> Your goal
Count the lines in the entries below that contain the string "orange", matching case exactly. Reply with the number only.

> Exercise material

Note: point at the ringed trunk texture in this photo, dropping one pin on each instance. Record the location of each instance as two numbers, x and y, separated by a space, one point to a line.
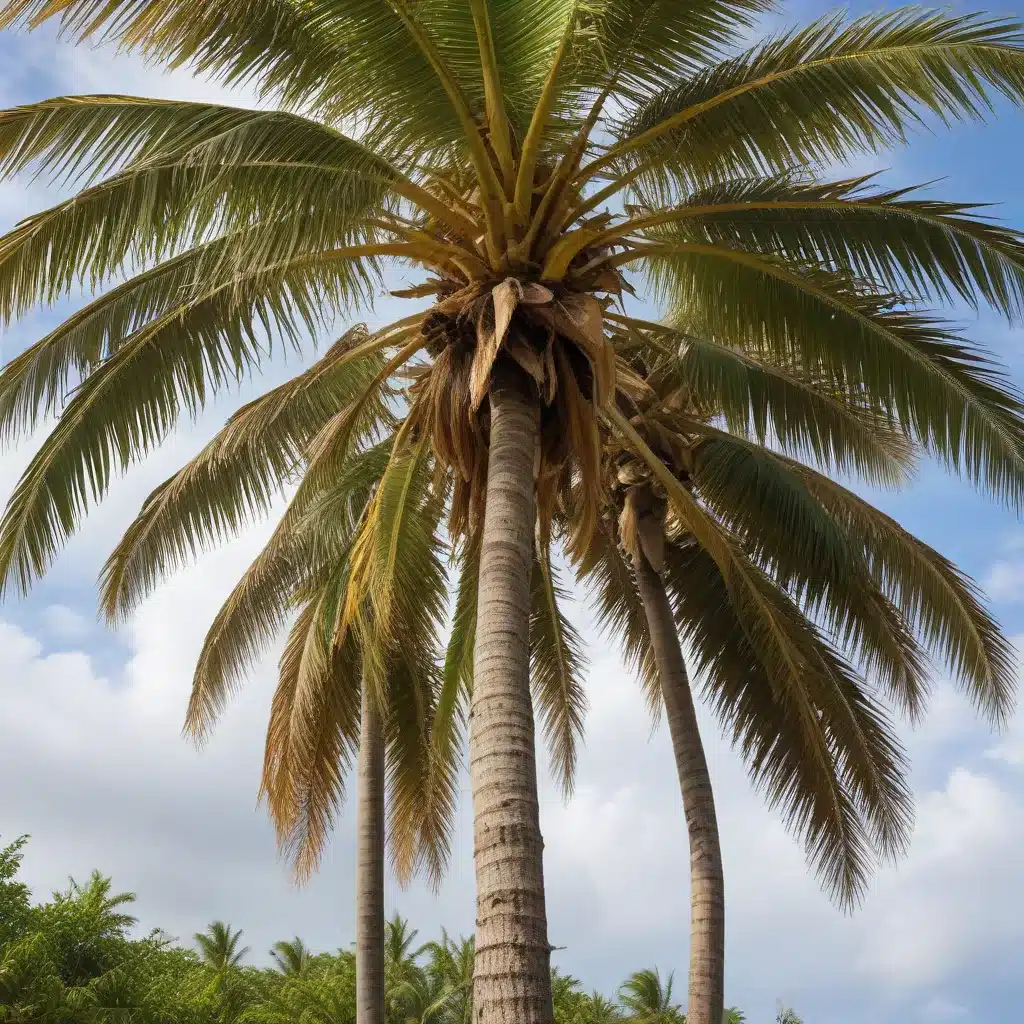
511 974
706 1001
370 867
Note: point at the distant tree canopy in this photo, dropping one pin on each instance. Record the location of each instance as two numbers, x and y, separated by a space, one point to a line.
73 960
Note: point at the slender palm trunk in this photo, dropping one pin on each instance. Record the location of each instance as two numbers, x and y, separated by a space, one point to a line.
511 979
370 867
706 1003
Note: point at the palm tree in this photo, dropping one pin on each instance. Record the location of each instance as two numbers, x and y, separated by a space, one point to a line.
839 775
645 997
219 946
492 138
291 957
451 964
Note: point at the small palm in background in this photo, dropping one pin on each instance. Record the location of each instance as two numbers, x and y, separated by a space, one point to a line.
220 947
291 957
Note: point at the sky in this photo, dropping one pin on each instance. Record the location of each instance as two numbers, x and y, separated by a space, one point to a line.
95 769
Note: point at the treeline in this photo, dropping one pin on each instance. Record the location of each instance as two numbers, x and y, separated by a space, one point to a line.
72 961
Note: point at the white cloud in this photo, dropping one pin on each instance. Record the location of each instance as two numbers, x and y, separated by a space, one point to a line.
1006 582
64 623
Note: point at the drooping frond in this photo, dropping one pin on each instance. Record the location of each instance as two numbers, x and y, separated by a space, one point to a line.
309 751
356 58
608 578
457 683
130 401
802 411
804 549
939 601
782 749
899 242
786 646
557 667
294 563
942 389
238 476
200 170
824 93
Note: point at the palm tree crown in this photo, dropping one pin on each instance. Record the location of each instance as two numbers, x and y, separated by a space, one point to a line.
530 159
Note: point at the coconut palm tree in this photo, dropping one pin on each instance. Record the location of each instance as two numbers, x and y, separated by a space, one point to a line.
492 139
646 997
810 555
306 566
220 947
291 956
451 963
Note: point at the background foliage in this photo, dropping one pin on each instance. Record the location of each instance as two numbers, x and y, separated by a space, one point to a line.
75 960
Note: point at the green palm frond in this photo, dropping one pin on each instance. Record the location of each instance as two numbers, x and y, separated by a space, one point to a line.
338 59
771 401
824 93
239 474
305 784
129 403
945 391
940 602
805 550
797 760
557 666
900 242
608 578
259 605
457 682
841 725
395 601
197 170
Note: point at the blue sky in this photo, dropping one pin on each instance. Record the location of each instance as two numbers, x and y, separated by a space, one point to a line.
95 769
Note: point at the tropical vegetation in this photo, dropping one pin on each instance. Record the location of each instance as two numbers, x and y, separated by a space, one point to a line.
531 160
75 960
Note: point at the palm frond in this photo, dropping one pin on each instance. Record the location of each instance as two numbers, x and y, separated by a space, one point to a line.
824 93
339 60
942 389
778 744
779 402
939 601
793 537
199 170
786 646
608 578
306 783
127 406
295 564
894 239
239 474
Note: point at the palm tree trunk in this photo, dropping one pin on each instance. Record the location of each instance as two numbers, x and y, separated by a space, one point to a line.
511 977
706 1003
370 867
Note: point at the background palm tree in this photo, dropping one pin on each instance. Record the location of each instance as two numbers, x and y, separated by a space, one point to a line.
645 997
220 947
291 957
493 137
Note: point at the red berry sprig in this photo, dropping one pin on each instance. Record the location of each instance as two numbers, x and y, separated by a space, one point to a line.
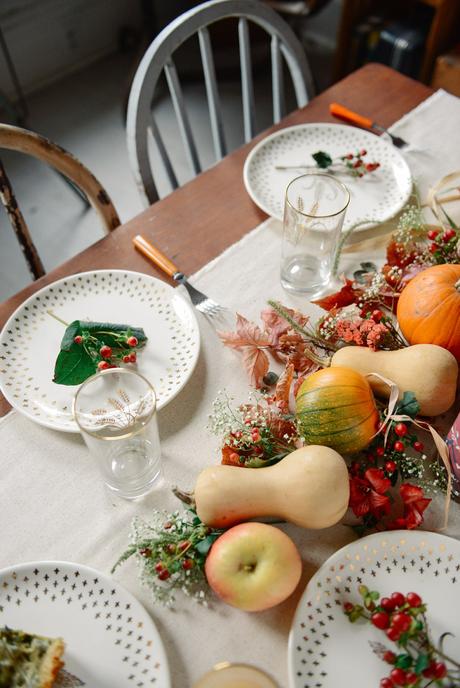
443 244
418 663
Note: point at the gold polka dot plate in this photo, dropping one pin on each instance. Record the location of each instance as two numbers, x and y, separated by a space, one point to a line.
375 197
110 640
327 651
30 340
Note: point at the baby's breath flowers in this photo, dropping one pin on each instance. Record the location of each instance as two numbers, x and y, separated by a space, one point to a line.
253 435
171 552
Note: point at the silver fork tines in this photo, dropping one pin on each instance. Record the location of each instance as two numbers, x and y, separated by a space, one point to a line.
201 302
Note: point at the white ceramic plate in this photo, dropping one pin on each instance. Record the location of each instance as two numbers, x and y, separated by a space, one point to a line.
376 197
110 640
322 640
31 338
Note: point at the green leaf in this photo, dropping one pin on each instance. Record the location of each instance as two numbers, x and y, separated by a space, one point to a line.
403 661
421 663
73 367
322 159
205 545
126 555
105 332
408 405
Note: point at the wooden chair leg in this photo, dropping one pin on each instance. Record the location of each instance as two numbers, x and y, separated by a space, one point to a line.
19 226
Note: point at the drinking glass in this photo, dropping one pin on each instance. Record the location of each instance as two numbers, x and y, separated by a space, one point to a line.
226 675
314 211
116 413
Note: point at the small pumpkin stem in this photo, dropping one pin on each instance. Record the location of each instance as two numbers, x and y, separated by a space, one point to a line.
186 497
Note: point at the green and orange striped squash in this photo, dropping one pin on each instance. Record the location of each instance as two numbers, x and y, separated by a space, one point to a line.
335 407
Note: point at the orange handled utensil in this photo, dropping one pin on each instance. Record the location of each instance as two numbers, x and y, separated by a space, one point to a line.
342 112
202 302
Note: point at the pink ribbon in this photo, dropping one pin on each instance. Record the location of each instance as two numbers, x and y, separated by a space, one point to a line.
441 446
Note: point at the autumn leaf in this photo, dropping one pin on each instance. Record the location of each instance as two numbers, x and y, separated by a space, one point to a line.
284 383
346 296
256 364
247 334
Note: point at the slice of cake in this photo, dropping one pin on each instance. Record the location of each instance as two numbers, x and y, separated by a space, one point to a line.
28 660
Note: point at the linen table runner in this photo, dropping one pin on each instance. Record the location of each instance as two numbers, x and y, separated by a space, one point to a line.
54 505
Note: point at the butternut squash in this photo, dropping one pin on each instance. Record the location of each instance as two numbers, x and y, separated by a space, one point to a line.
427 370
309 487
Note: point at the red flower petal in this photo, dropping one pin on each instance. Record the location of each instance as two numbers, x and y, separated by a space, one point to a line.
376 478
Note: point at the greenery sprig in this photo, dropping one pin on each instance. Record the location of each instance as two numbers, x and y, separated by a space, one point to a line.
171 551
417 662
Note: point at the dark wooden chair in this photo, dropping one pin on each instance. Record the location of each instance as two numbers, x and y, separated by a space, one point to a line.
25 141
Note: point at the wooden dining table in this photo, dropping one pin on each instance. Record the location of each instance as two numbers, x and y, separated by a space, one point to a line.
198 221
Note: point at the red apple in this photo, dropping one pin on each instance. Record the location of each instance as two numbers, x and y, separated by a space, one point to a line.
253 566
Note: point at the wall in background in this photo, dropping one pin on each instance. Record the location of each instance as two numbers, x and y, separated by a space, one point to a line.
51 38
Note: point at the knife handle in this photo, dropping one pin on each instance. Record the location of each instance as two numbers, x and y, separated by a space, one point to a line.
155 255
344 113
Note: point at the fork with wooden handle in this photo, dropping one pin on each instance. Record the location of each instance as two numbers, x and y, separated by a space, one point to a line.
342 112
202 302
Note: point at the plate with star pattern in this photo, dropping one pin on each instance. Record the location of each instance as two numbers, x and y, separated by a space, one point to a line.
110 640
322 641
30 340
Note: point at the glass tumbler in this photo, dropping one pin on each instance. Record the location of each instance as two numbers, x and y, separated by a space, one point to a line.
314 211
115 411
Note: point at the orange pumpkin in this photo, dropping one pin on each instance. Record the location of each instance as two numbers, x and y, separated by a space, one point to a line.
335 407
429 308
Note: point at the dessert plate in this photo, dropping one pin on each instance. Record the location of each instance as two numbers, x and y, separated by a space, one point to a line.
30 340
322 640
376 197
110 640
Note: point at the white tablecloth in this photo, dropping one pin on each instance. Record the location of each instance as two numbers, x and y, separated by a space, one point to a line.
54 505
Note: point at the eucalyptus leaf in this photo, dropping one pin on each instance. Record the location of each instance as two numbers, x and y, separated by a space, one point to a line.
76 362
73 367
205 545
322 159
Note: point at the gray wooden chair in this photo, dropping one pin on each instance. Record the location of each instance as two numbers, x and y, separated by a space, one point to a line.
25 141
158 60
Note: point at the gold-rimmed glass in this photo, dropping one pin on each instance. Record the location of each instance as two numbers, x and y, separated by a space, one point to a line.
115 411
314 211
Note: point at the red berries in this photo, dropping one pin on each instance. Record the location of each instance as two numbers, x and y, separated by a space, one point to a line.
389 657
397 598
413 599
387 604
401 429
402 622
386 683
380 620
105 351
398 676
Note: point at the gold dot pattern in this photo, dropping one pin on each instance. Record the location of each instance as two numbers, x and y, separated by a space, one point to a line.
30 340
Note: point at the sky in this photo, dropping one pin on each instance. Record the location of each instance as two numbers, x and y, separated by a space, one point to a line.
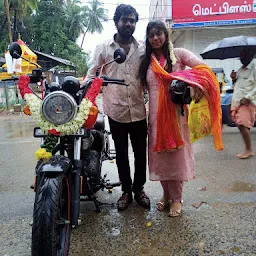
142 7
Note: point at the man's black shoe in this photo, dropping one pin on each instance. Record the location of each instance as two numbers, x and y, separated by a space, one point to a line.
124 201
142 199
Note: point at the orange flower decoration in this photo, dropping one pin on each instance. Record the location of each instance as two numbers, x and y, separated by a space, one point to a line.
27 111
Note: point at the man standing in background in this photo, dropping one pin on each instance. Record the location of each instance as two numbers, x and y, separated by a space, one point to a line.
243 104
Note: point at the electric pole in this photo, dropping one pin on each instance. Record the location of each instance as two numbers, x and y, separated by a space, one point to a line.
8 20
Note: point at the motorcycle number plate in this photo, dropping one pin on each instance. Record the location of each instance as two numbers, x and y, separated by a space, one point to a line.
38 133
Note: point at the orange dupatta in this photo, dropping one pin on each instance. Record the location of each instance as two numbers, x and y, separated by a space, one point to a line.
168 137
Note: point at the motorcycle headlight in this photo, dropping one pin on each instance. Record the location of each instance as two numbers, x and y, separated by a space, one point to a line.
59 107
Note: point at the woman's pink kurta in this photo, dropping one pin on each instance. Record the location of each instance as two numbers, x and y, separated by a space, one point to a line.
176 165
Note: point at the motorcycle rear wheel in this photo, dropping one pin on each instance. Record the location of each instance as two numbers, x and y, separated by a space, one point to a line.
51 219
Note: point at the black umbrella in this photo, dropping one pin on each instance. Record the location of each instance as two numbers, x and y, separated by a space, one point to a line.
229 47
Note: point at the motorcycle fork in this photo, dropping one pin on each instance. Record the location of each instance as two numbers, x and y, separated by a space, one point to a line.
75 182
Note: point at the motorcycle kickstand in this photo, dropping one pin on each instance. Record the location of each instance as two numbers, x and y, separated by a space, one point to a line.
97 204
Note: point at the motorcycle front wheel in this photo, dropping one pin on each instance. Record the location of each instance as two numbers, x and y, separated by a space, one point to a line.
51 218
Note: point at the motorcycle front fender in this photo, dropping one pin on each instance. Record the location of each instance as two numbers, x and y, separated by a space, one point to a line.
56 166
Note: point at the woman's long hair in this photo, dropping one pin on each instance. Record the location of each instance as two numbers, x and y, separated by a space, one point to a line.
146 59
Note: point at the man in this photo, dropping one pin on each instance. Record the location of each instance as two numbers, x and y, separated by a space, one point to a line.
124 105
243 104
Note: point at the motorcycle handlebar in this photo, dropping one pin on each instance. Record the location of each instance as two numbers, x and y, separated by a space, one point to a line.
14 78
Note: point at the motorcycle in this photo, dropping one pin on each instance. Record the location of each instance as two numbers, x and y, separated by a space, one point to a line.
74 145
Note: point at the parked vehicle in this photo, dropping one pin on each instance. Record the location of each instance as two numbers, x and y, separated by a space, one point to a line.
73 168
226 98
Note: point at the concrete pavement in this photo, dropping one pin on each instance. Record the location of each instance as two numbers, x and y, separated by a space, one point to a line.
223 225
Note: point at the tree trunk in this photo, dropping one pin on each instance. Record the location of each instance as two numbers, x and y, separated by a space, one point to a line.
15 32
84 37
8 20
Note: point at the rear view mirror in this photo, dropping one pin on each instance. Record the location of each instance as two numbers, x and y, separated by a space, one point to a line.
120 55
15 50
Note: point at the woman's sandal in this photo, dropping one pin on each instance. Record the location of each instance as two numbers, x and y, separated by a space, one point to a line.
176 209
162 205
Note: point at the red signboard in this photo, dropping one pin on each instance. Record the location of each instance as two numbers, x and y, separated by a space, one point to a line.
190 11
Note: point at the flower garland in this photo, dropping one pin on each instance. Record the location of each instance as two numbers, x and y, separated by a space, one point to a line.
68 128
85 117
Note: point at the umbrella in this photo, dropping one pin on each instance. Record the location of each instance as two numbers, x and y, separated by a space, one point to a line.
229 47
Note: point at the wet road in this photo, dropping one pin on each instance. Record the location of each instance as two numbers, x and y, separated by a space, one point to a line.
223 225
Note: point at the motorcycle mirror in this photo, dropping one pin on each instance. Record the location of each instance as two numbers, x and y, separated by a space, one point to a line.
15 50
120 55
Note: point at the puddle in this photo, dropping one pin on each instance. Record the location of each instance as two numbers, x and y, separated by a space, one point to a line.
14 129
114 232
242 187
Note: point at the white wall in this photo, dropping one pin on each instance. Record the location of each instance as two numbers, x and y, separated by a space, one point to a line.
198 39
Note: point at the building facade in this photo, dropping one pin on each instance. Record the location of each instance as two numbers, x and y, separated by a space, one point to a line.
197 23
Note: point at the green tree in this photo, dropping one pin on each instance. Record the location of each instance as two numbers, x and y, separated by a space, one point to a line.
20 9
95 15
74 15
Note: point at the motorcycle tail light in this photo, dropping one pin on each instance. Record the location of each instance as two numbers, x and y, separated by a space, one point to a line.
59 107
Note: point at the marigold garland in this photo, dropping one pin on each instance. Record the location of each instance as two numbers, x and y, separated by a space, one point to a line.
87 109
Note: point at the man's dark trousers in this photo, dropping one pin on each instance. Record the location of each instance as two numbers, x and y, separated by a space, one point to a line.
138 137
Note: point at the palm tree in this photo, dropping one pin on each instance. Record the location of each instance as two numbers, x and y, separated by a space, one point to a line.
74 16
95 14
20 9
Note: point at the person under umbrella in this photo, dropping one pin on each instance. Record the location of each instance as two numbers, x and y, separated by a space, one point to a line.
243 104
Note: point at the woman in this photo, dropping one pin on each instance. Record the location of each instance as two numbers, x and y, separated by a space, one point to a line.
172 168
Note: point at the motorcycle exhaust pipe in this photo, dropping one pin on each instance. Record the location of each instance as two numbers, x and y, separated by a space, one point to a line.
112 185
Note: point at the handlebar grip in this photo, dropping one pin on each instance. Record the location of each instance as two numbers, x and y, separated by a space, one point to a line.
112 80
15 78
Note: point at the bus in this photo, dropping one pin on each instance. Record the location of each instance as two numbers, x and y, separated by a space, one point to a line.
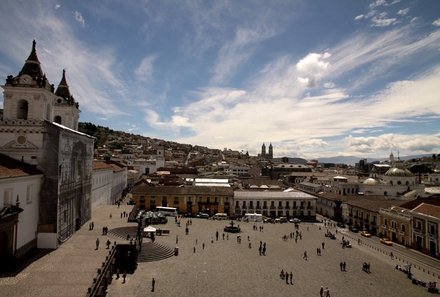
167 211
220 216
253 217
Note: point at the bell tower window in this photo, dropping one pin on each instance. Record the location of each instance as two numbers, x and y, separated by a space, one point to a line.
23 109
57 120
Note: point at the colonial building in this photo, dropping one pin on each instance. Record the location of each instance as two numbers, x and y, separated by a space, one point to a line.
187 199
275 204
397 182
426 229
39 128
102 178
362 212
20 185
395 224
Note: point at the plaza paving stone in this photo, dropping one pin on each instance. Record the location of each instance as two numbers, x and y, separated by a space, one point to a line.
223 268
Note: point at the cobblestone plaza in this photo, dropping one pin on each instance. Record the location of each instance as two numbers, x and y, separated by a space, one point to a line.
223 267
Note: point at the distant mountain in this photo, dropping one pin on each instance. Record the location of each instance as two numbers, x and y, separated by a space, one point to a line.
350 160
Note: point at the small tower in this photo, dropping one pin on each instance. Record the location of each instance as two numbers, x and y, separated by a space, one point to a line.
66 110
28 96
392 159
270 152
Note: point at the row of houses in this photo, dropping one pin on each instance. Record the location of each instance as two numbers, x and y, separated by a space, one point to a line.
23 207
210 198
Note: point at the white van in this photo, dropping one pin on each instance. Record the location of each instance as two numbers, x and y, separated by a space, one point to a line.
253 217
220 216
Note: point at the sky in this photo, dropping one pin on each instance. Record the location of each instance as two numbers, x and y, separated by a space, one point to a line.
315 78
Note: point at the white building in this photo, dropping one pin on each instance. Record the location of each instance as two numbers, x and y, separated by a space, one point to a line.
102 179
397 183
20 186
39 127
275 204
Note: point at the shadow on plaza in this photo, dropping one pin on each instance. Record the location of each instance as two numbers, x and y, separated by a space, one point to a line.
14 267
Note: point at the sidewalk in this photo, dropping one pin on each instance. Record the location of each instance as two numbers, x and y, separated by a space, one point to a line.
69 270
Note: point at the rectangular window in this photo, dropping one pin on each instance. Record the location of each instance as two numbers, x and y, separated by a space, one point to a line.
8 197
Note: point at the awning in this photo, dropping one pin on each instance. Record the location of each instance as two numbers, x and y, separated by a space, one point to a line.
149 229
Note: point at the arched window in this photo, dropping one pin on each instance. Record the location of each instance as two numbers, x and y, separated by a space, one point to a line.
48 112
23 108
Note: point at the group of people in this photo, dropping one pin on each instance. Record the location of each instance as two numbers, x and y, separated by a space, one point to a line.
286 276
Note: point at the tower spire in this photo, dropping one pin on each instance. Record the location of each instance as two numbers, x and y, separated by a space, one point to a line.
32 65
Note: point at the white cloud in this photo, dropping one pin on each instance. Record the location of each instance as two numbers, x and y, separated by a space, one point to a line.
91 72
79 18
237 52
144 72
416 144
311 68
381 20
403 11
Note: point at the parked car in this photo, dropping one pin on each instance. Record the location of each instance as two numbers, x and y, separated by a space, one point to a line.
365 233
386 241
202 215
268 220
353 229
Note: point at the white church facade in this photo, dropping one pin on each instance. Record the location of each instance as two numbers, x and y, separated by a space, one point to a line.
40 127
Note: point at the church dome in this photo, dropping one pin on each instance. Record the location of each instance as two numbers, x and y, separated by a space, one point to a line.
370 181
398 172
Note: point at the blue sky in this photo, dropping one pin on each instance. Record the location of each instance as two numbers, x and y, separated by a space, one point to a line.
314 78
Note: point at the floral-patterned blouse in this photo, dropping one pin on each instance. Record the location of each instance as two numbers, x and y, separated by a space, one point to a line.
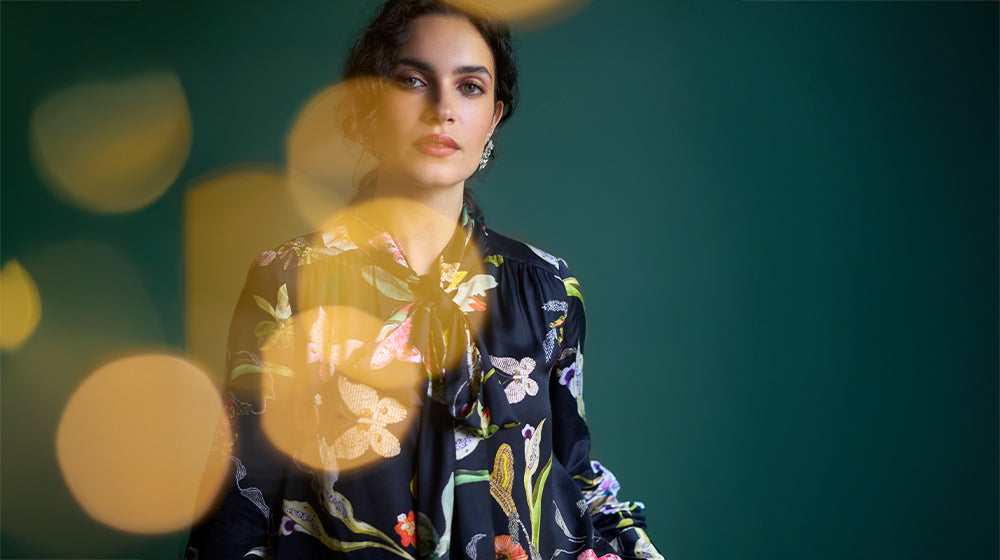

> Expected answer
5